* [Problem details]: Rewrite the data below, replacing each instance of "rough mask" with "coarse mask" and leaving everything else unchanged.

=== Entries shown ===

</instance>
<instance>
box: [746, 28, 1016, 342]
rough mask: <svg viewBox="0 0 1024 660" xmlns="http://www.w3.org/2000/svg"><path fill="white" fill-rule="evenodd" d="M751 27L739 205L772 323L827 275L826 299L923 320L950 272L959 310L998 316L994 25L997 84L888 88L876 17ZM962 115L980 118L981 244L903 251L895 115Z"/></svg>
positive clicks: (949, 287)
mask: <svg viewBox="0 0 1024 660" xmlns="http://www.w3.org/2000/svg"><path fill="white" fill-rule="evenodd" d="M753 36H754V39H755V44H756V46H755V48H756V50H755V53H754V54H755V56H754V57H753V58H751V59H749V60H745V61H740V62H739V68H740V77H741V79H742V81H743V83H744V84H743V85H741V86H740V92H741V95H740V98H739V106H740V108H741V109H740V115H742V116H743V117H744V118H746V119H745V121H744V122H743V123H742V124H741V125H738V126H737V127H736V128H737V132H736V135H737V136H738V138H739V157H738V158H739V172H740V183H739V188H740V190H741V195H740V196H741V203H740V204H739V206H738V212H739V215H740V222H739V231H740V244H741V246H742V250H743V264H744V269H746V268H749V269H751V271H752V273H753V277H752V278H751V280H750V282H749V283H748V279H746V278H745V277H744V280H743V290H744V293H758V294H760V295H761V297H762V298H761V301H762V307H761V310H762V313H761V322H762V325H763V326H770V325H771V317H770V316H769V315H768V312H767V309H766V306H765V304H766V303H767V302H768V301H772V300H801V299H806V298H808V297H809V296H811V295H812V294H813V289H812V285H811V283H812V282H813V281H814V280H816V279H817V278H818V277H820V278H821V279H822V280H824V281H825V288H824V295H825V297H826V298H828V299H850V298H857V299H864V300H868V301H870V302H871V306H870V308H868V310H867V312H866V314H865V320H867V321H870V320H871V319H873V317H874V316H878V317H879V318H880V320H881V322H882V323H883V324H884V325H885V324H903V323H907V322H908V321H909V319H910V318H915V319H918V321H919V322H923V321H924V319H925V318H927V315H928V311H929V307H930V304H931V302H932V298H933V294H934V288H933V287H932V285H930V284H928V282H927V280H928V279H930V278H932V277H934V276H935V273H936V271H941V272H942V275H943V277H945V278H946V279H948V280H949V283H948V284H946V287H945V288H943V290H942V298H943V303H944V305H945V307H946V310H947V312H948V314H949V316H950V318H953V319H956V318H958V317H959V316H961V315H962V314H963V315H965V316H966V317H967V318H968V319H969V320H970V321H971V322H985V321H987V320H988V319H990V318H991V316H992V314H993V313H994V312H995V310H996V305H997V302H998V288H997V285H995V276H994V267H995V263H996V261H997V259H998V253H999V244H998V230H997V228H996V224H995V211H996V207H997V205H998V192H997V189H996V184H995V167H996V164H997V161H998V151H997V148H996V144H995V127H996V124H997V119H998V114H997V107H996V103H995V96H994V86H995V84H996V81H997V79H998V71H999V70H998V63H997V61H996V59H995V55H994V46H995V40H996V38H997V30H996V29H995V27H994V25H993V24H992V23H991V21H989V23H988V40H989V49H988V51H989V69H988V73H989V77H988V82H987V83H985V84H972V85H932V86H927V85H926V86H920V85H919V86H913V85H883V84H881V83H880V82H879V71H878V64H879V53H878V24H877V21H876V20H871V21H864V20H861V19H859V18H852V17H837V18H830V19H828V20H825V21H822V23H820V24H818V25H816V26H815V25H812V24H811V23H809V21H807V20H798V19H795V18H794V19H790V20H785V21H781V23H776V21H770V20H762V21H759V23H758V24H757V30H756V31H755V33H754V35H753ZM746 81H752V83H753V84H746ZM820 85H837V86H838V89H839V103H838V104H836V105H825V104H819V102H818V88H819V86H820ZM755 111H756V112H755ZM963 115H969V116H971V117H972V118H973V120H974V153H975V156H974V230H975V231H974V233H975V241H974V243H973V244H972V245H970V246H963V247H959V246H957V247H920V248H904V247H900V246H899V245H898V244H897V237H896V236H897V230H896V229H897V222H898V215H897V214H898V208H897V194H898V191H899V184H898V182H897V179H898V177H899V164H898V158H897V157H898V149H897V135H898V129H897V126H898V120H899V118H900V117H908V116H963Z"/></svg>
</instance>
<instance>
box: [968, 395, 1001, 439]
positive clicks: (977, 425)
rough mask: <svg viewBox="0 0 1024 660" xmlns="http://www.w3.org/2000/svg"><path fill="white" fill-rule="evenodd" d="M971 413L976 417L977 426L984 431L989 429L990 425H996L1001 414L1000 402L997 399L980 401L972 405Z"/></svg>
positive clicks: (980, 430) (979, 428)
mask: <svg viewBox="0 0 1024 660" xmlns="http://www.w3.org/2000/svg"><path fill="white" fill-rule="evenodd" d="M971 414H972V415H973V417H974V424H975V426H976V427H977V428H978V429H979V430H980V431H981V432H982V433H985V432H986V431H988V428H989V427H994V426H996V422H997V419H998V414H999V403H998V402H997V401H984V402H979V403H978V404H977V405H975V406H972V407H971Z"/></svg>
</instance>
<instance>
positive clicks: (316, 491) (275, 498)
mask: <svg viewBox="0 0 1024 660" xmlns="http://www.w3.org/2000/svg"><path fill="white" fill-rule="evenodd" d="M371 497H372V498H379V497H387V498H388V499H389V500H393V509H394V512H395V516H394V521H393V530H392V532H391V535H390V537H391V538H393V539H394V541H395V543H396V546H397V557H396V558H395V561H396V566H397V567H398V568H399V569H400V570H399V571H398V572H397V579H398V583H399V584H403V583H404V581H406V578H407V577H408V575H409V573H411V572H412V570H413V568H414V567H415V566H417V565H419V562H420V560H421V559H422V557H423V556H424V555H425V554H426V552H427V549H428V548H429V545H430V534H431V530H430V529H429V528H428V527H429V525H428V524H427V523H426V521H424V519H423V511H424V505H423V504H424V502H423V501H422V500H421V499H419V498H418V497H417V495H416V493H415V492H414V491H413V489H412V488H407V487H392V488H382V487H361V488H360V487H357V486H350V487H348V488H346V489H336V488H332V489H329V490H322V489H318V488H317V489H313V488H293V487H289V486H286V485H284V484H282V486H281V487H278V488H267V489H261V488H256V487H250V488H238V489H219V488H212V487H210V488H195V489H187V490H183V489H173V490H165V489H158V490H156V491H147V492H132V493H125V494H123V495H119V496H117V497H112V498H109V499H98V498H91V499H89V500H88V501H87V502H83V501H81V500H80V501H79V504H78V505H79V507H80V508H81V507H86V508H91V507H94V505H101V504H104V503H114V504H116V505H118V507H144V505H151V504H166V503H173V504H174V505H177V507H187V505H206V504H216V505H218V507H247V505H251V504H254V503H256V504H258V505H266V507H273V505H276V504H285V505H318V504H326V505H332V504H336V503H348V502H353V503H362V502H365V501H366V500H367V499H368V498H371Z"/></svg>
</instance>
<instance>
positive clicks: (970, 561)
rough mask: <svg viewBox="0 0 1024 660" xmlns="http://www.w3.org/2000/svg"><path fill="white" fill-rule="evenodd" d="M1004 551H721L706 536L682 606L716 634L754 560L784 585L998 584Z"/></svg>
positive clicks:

===

* [Exercise answer]:
</instance>
<instance>
box: [746, 28, 1016, 342]
coarse mask: <svg viewBox="0 0 1024 660" xmlns="http://www.w3.org/2000/svg"><path fill="white" fill-rule="evenodd" d="M751 27L739 205L772 323L827 275L826 299L923 320L950 272L959 310L998 316L994 25L997 84L888 88L876 17ZM962 115L980 118L981 244L903 251L895 115Z"/></svg>
positive clicks: (949, 287)
mask: <svg viewBox="0 0 1024 660" xmlns="http://www.w3.org/2000/svg"><path fill="white" fill-rule="evenodd" d="M753 36H754V39H755V44H756V46H755V48H756V50H755V53H754V54H755V56H754V57H753V58H751V59H749V60H745V61H740V62H739V68H740V77H741V79H742V81H743V83H744V84H743V85H741V86H740V92H741V95H740V98H739V106H740V108H741V109H740V115H742V116H743V117H744V118H746V119H745V121H744V122H743V123H742V124H741V125H738V126H737V127H736V128H737V132H736V135H737V136H738V138H739V157H738V158H739V172H740V183H739V188H740V190H741V195H740V196H741V203H740V204H739V206H738V212H739V215H740V222H739V231H740V244H741V246H742V250H743V264H744V269H746V268H749V269H751V271H752V273H753V277H752V278H751V280H750V282H749V283H748V279H746V278H745V277H744V280H743V290H744V293H758V294H760V295H761V297H762V298H761V301H762V307H761V310H762V313H761V322H762V325H763V326H770V325H771V317H770V316H769V315H768V312H767V309H766V306H765V304H766V303H767V302H768V301H772V300H801V299H806V298H808V297H809V296H811V295H812V294H813V289H812V285H811V283H812V282H813V281H814V280H816V279H817V278H818V277H820V278H821V279H822V280H824V281H825V288H824V295H825V297H826V298H828V299H850V298H857V299H864V300H868V301H870V302H871V306H870V308H868V310H867V312H866V314H865V320H867V321H870V320H871V319H873V317H874V316H878V317H879V318H880V320H881V322H882V323H883V324H884V325H885V324H903V323H907V322H908V321H909V319H910V318H915V319H918V321H919V322H923V321H924V319H925V318H927V315H928V311H929V307H930V304H931V302H932V298H933V294H934V288H933V287H932V285H930V284H928V282H927V280H928V279H930V278H932V277H934V276H935V273H936V271H941V272H942V275H943V277H945V278H946V279H948V280H949V283H948V284H946V287H945V288H943V290H942V298H943V303H944V305H945V307H946V310H947V312H948V314H949V316H950V318H953V319H956V318H958V317H959V316H961V315H962V314H963V315H965V316H966V317H967V318H968V319H969V320H970V321H971V322H985V321H987V320H988V319H990V318H991V316H992V314H993V313H994V312H995V310H996V305H997V302H998V288H997V285H995V276H994V267H995V263H996V261H997V259H998V253H999V244H998V230H997V228H996V224H995V211H996V207H997V205H998V192H997V189H996V184H995V167H996V164H997V161H998V151H997V148H996V144H995V127H996V124H997V119H998V114H997V107H996V103H995V96H994V86H995V84H996V81H997V79H998V71H999V70H998V63H997V61H996V59H995V55H994V46H995V40H996V38H997V30H996V29H995V27H994V25H993V24H992V23H991V21H989V23H988V40H989V49H988V51H989V69H988V73H989V77H988V82H987V83H985V84H972V85H932V86H927V85H926V86H920V85H919V86H913V85H883V84H881V83H880V82H879V71H878V64H879V53H878V24H877V21H876V20H871V21H864V20H861V19H859V18H852V17H837V18H830V19H828V20H825V21H822V23H820V24H818V25H816V26H815V25H812V24H811V23H809V21H807V20H798V19H795V18H794V19H790V20H785V21H781V23H776V21H770V20H762V21H759V23H758V24H757V30H756V31H755V33H754V35H753ZM746 81H752V83H753V84H746ZM820 85H837V86H838V89H839V103H838V104H836V105H825V104H819V102H818V88H819V86H820ZM755 111H756V112H755ZM963 115H969V116H971V117H972V118H973V120H974V153H975V156H974V230H975V231H974V233H975V241H974V243H973V244H972V245H970V246H963V247H959V246H957V247H920V248H904V247H900V246H899V245H898V244H897V237H896V236H897V230H896V229H897V222H898V215H897V214H898V208H897V194H898V191H899V184H898V182H897V179H898V177H899V164H898V158H897V157H898V149H897V135H898V129H897V126H898V120H899V118H900V117H908V116H963Z"/></svg>
</instance>
<instance>
box: [968, 395, 1001, 439]
positive clicks: (977, 425)
coarse mask: <svg viewBox="0 0 1024 660" xmlns="http://www.w3.org/2000/svg"><path fill="white" fill-rule="evenodd" d="M971 413L976 417L977 426L984 431L989 429L990 425H996L1001 414L1000 402L997 399L980 401L972 405Z"/></svg>
positive clicks: (980, 430) (979, 428)
mask: <svg viewBox="0 0 1024 660" xmlns="http://www.w3.org/2000/svg"><path fill="white" fill-rule="evenodd" d="M971 414H972V415H973V417H974V424H975V426H976V427H977V428H978V429H979V430H980V431H981V432H982V433H985V432H986V431H988V428H989V427H994V426H996V422H997V419H998V414H999V403H998V402H997V401H984V402H979V403H978V404H977V405H975V406H972V407H971Z"/></svg>
</instance>
<instance>
positive clicks: (316, 491) (275, 498)
mask: <svg viewBox="0 0 1024 660" xmlns="http://www.w3.org/2000/svg"><path fill="white" fill-rule="evenodd" d="M371 497H372V498H379V497H387V498H388V499H389V500H393V509H394V512H395V516H394V521H393V530H392V532H391V535H390V537H391V538H393V539H394V541H395V543H396V546H397V557H396V558H395V561H396V566H397V567H398V568H399V569H400V570H399V571H398V572H397V579H398V583H399V584H403V583H404V581H406V578H407V577H408V575H409V573H411V572H412V570H413V568H414V567H415V566H417V565H419V562H420V560H421V559H422V557H423V556H424V555H425V554H426V552H427V549H428V548H429V545H430V534H431V530H430V529H429V528H428V527H429V525H428V524H427V523H426V521H424V519H423V511H424V505H423V504H424V502H423V501H422V500H421V499H419V498H418V497H417V495H416V493H415V492H414V491H413V489H412V488H407V487H392V488H382V487H361V488H360V487H357V486H350V487H348V488H346V489H336V488H332V489H329V490H322V489H318V488H317V489H313V488H293V487H289V486H286V485H284V484H282V486H281V487H278V488H267V489H261V488H256V487H250V488H238V489H219V488H212V487H210V488H195V489H187V490H183V489H173V490H165V489H158V490H156V491H147V492H132V493H125V494H123V495H119V496H117V497H112V498H109V499H98V498H91V499H89V500H88V501H87V502H83V501H81V500H80V501H79V504H78V505H79V507H80V508H81V507H86V508H91V507H94V505H101V504H104V503H114V504H116V505H118V507H144V505H151V504H166V503H173V504H174V505H177V507H187V505H206V504H216V505H218V507H247V505H251V504H254V503H256V504H258V505H266V507H273V505H276V504H285V505H318V504H326V505H332V504H336V503H348V502H353V503H362V502H365V501H366V500H367V499H368V498H371Z"/></svg>
</instance>
<instance>
positive clicks: (970, 561)
coarse mask: <svg viewBox="0 0 1024 660" xmlns="http://www.w3.org/2000/svg"><path fill="white" fill-rule="evenodd" d="M1004 551H721L706 536L682 606L716 634L754 560L784 585L998 584Z"/></svg>
positive clicks:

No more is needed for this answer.